• _EXERCISE GOAL_
What follows is a set of records; repeat all of them exactly.

Extracted data entries
-.-.-

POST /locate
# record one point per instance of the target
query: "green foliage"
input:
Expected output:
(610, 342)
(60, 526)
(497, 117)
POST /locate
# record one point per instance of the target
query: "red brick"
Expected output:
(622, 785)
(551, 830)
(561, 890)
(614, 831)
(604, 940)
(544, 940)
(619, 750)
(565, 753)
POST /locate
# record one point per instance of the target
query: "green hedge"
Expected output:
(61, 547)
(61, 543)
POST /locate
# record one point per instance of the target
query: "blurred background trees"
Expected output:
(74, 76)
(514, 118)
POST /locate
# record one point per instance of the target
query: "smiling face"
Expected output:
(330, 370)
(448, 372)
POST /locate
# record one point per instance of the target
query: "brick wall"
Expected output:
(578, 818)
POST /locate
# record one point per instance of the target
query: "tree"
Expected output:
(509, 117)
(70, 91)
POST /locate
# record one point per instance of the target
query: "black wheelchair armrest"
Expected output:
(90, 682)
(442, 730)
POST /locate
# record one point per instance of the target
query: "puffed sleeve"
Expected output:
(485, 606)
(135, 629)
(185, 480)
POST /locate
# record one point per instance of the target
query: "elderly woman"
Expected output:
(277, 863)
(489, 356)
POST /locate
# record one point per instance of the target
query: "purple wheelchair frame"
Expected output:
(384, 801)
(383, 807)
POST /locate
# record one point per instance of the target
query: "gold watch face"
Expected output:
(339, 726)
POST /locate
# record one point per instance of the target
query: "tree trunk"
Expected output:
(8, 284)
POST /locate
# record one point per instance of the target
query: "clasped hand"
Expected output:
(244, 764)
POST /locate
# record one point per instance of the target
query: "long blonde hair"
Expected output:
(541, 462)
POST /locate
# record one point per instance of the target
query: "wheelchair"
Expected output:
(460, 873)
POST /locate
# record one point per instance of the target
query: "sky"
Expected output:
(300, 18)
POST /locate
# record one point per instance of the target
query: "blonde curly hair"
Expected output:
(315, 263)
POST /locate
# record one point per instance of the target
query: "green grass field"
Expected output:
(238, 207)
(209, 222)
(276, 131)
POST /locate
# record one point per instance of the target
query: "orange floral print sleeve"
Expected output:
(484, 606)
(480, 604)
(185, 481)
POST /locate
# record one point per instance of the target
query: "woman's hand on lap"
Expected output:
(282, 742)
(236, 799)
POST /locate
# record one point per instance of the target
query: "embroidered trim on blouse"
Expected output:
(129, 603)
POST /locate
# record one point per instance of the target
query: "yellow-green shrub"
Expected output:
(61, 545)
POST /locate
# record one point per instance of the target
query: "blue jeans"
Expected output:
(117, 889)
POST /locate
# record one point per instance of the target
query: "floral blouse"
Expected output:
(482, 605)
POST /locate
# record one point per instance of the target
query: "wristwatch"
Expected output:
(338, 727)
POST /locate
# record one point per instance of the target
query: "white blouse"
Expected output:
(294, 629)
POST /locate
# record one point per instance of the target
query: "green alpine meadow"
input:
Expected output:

-.-.-

• _REPLY TO THE EXERCISE_
POST /locate
# record one point per instance of the target
query: "green foliage"
input:
Expected output:
(610, 342)
(60, 526)
(497, 117)
POST /locate
# record one point per instance of the target
query: "red brick"
Expected output:
(622, 785)
(551, 830)
(561, 890)
(614, 831)
(604, 940)
(544, 940)
(619, 750)
(565, 753)
POST /locate
# record one point per instance of the target
query: "green hedge"
Expected output:
(61, 547)
(61, 543)
POST /locate
# record one point per instance of the target
query: "blurred background trees"
Expected output:
(74, 76)
(514, 118)
POST /locate
# record one point per instance of the target
query: "smiling face"
Expected output:
(330, 370)
(448, 372)
POST /locate
# record one point per instance of the target
query: "brick wall"
Expected output:
(578, 818)
POST /locate
# record one point per instance of the target
query: "tree"
Expected output:
(509, 117)
(70, 91)
POST /locate
# record one point per instance of the target
query: "black wheelchair armrest"
Expected output:
(90, 682)
(442, 730)
POST /locate
# record one point per instance of the target
query: "puffed sleeve"
Expected output:
(485, 606)
(135, 629)
(185, 480)
POST /locate
# record one point per instance of the target
query: "elderly woman"
Expected output:
(277, 863)
(489, 356)
POST /locate
# record one point per instance of the target
query: "purple wheelchair frame"
Expected output:
(384, 801)
(383, 807)
POST /locate
# record one point per instance of the target
query: "gold watch face"
Expected output:
(339, 726)
POST /locate
# record one point per instance of the target
query: "tree trunk"
Expected output:
(8, 284)
POST /locate
# record one point per instance of the target
query: "clasped hand"
Expected output:
(244, 764)
POST /locate
# record one point per instance of the target
query: "long blonde hair"
Expected output:
(541, 462)
POST /locate
# record one point per instance of the target
query: "wheelchair"
Expected output:
(460, 873)
POST /locate
# record one point per instance of the target
query: "sky"
Expected output:
(300, 18)
POST /locate
# record one point per instance of the target
query: "blonde curly hair"
Expected output:
(315, 263)
POST /locate
# record one point per instance of the target
query: "green grass field"
Expected output:
(238, 207)
(209, 222)
(276, 131)
POST /locate
# record one point per instance of the target
query: "orange floral print sleeve"
Expected output:
(484, 606)
(480, 604)
(185, 481)
POST /locate
# record one point per instance of the target
query: "woman's hand on lap"
Expected output:
(282, 742)
(236, 799)
POST /locate
# record one point per instance of the target
query: "embroidered trim on blouse"
Expected output:
(129, 603)
POST /locate
# record one point per instance of the target
query: "yellow-green shrub"
Expected output:
(61, 545)
POST /locate
# record one point per instance of the target
query: "blue jeans"
Expected output:
(117, 889)
POST /locate
# record one point per instance of the target
query: "floral blouse"
Expected output:
(482, 605)
POST /locate
# record one point per instance of the target
query: "wristwatch"
Expected output:
(338, 727)
POST /locate
# record one point per instance of the target
query: "white blouse"
Expected output:
(294, 629)
POST /locate
# record one point per instance of the target
query: "green alpine meadow"
input:
Expected output:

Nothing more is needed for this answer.